Task directions
What is needed is an exact repeat of the lines from the line containing "Every instance of the white" through the final line of the entries below, and nothing else.

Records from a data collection
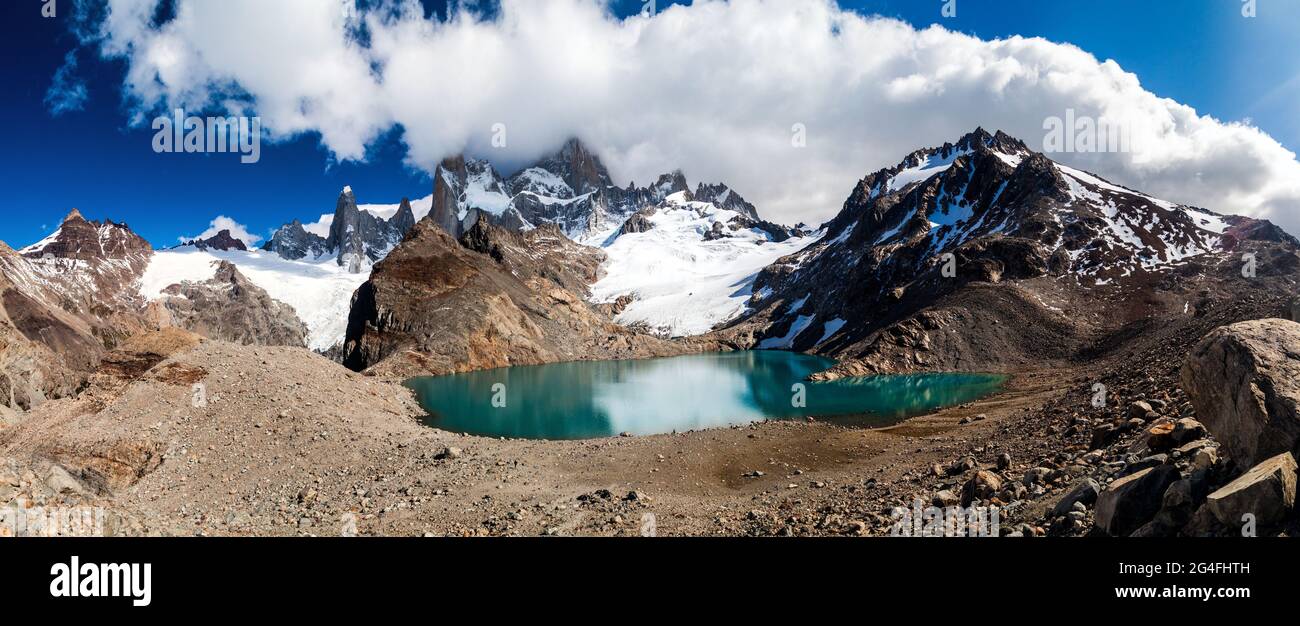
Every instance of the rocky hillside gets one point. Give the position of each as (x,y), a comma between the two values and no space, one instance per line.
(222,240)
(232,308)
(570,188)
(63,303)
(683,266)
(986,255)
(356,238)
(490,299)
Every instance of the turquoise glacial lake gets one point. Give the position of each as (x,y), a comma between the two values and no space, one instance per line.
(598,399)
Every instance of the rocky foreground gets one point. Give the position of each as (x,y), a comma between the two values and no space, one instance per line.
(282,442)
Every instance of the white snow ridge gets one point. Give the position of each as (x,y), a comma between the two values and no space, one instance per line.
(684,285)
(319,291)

Exercise result
Every instance of the white snow ridge gets one point. Give the position of each as (x,y), a comma between the two values and no space, one instance per line.
(684,285)
(319,291)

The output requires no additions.